** Challenge **
Write each line word for word, from the line that contains "Indicate the billowing" through the last line of the material below.

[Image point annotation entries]
——————————

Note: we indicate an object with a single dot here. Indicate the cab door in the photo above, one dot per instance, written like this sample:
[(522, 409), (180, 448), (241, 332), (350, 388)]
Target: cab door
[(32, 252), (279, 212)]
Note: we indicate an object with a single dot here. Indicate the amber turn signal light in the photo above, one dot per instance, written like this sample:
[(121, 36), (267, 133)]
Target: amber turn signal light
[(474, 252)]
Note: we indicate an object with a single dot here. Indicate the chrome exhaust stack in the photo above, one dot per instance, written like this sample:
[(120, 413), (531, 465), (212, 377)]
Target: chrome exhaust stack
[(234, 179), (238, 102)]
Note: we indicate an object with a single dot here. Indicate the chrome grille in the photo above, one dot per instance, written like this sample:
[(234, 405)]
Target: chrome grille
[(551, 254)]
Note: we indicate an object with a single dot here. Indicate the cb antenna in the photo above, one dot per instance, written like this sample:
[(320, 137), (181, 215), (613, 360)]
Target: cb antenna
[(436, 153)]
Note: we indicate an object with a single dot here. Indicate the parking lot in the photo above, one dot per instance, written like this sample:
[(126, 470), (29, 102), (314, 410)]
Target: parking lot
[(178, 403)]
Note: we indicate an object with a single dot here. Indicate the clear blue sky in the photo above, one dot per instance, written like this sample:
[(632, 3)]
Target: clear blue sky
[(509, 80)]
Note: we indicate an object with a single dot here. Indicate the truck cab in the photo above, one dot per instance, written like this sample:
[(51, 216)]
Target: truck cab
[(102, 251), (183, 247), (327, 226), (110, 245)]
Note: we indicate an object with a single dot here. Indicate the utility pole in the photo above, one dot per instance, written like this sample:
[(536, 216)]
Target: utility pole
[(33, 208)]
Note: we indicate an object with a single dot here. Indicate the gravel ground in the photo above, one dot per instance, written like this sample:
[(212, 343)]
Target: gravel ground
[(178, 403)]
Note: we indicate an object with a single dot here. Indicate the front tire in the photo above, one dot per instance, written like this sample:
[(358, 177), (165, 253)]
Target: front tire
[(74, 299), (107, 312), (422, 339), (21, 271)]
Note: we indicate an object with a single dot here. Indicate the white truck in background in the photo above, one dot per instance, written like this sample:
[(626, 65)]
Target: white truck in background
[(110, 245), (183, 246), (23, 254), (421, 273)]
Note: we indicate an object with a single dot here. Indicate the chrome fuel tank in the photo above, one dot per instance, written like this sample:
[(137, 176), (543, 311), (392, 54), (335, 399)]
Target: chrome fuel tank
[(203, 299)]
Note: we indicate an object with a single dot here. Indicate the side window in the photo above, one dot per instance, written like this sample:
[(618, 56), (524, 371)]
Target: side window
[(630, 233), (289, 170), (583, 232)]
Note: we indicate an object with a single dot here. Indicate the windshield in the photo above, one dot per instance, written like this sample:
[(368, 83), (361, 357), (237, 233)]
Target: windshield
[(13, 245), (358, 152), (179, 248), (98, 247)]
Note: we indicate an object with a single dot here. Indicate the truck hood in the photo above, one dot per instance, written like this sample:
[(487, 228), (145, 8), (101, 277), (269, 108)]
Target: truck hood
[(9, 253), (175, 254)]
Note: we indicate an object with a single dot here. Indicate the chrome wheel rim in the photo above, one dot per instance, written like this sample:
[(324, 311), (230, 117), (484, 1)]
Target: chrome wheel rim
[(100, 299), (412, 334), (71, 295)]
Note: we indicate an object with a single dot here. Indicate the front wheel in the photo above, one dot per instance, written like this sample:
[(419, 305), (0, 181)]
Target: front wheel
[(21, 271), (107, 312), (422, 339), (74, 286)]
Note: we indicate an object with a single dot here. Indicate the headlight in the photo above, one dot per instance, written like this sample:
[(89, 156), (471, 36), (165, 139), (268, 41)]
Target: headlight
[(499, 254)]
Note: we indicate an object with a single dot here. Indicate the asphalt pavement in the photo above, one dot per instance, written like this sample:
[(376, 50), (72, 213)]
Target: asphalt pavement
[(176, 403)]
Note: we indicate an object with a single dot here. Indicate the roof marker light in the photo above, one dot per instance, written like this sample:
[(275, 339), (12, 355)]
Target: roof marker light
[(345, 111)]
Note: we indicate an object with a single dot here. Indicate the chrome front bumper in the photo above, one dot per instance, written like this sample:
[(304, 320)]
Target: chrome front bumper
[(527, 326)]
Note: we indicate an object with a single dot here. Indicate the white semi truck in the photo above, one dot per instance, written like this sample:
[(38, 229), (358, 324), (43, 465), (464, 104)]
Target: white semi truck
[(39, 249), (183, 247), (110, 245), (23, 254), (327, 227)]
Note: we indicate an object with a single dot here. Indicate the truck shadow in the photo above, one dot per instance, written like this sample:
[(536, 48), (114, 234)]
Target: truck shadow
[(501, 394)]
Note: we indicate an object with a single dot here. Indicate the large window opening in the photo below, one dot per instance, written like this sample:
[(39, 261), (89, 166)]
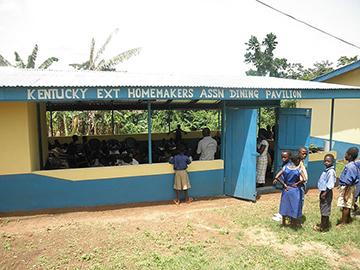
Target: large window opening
[(96, 138)]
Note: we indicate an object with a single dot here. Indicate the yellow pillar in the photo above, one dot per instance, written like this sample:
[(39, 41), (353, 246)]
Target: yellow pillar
[(19, 138)]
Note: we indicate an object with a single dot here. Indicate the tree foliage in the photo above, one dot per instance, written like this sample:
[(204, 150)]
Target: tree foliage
[(31, 60), (68, 123), (93, 63), (261, 56)]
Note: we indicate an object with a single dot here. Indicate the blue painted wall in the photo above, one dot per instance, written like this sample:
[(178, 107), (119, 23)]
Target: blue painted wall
[(339, 146), (26, 192)]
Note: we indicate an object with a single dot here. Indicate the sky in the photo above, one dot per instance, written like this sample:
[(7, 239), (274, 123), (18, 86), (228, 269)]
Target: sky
[(177, 36)]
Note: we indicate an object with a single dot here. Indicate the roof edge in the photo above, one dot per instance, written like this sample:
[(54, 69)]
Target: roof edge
[(338, 72)]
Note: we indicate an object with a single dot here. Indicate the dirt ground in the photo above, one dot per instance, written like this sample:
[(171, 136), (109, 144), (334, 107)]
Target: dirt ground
[(87, 239)]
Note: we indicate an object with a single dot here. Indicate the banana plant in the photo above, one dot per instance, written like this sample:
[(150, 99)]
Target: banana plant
[(94, 62), (19, 63)]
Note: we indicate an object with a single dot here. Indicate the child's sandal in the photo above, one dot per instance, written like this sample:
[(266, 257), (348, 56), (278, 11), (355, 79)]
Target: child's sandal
[(318, 228)]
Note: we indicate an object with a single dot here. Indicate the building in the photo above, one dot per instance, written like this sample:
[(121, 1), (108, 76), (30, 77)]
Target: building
[(344, 130), (26, 95)]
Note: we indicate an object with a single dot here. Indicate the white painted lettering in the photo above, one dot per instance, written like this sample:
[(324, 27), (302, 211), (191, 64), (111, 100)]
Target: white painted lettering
[(31, 94)]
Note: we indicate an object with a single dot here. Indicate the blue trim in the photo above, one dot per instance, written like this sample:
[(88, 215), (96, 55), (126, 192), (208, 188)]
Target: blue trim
[(26, 192), (339, 146), (332, 122), (338, 72), (36, 94), (149, 133)]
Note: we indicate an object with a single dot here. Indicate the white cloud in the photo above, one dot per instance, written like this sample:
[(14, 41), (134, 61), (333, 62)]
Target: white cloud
[(177, 36)]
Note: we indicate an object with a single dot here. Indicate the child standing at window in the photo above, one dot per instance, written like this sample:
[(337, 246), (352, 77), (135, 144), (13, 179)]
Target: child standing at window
[(181, 182), (291, 196), (326, 184), (285, 158), (349, 178)]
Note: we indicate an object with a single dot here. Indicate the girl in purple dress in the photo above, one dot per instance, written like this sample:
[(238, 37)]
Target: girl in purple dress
[(291, 196)]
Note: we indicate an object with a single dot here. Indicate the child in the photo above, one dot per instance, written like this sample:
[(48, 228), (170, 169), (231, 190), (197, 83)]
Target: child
[(357, 191), (326, 183), (285, 158), (349, 178), (291, 196), (181, 182)]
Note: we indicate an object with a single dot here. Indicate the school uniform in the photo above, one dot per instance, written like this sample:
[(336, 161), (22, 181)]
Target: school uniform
[(326, 184), (291, 200), (348, 180), (207, 147), (180, 162), (262, 163), (357, 190)]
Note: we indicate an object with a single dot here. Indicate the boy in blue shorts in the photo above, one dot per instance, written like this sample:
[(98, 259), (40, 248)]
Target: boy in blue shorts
[(326, 184), (181, 181), (349, 178)]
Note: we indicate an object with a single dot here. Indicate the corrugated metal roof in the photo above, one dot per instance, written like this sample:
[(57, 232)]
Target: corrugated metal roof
[(13, 77), (338, 72)]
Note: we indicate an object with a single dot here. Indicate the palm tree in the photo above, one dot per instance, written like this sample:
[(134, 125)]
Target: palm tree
[(19, 63), (105, 65)]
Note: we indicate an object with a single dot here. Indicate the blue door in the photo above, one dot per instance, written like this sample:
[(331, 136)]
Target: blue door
[(293, 131), (240, 153)]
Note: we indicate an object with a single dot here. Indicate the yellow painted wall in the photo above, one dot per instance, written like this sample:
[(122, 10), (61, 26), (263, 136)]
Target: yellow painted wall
[(128, 171), (44, 132), (346, 113), (19, 147), (320, 117)]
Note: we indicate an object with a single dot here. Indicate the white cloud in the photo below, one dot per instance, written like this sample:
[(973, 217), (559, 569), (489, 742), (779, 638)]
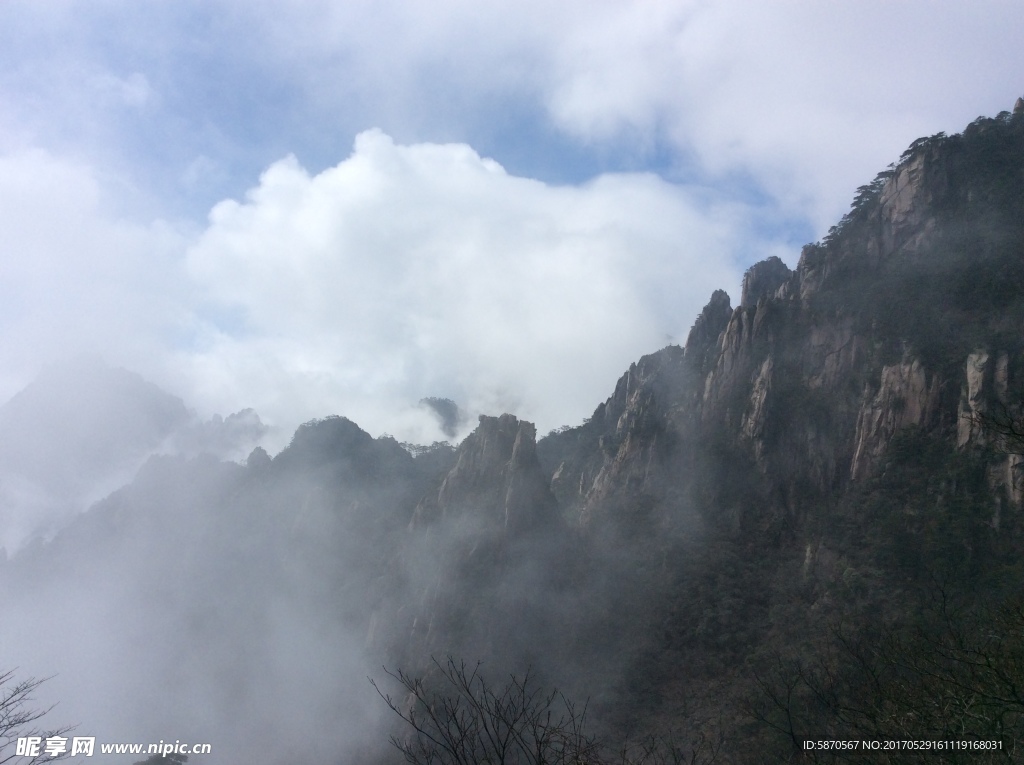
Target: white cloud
[(407, 271), (74, 278)]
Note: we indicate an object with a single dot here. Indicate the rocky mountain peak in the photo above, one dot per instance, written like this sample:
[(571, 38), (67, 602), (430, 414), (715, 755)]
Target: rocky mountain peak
[(763, 280), (496, 476)]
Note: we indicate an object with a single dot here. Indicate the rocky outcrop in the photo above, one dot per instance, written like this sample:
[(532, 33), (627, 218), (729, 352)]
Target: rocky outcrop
[(904, 398), (496, 478), (763, 280)]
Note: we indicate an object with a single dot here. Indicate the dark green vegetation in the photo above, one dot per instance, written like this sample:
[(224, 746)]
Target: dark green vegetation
[(806, 524)]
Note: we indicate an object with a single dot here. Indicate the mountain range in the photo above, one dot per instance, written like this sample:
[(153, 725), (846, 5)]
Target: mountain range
[(804, 523)]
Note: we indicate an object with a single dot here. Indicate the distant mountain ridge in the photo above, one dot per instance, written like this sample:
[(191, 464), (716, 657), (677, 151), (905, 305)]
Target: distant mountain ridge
[(820, 455)]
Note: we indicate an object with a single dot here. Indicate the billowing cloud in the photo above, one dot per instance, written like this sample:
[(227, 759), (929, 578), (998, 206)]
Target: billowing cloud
[(74, 275), (407, 271)]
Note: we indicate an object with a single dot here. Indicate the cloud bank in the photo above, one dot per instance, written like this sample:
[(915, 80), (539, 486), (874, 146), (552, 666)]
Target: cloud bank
[(409, 271)]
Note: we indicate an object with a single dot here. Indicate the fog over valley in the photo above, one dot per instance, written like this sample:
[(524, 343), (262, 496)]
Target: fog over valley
[(577, 383)]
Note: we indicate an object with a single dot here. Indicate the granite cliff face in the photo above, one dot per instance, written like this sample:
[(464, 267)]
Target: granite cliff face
[(819, 454), (811, 377)]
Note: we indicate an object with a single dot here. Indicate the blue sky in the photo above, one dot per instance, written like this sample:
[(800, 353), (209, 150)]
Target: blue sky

——————————

** Correct result **
Note: we indicate an object with a single dot here. Indicate the billowing cloud in the photo above, one dot per instance, written like this sample:
[(227, 759), (929, 578), (998, 206)]
Target: billowing cloud
[(74, 275), (407, 271)]
Note: we indicate an object with a single dot here. Indicate the cloud bank in the photo above, one dot per instance, written like this sample:
[(915, 80), (539, 486), (874, 146), (552, 666)]
Target: cloud bank
[(409, 271)]
Note: we indicate an object with a single dot here. Indicate the fog over valley in the photo above, one dot per instance, written like this sample:
[(524, 343), (262, 496)]
Target: fog over valley
[(577, 383)]
Note: we indicate an object with a single dot here. Indicate the granite cliff face in the photo above, one dot per instance, written like this sample:
[(464, 267)]
Target: granite cliff face
[(819, 454), (811, 377)]
Note: we indicate an object with a single dot here. Indicate the blue sky in the photo above, one dot per instance, written like this sample:
[(800, 353), (209, 150)]
Target: blue sky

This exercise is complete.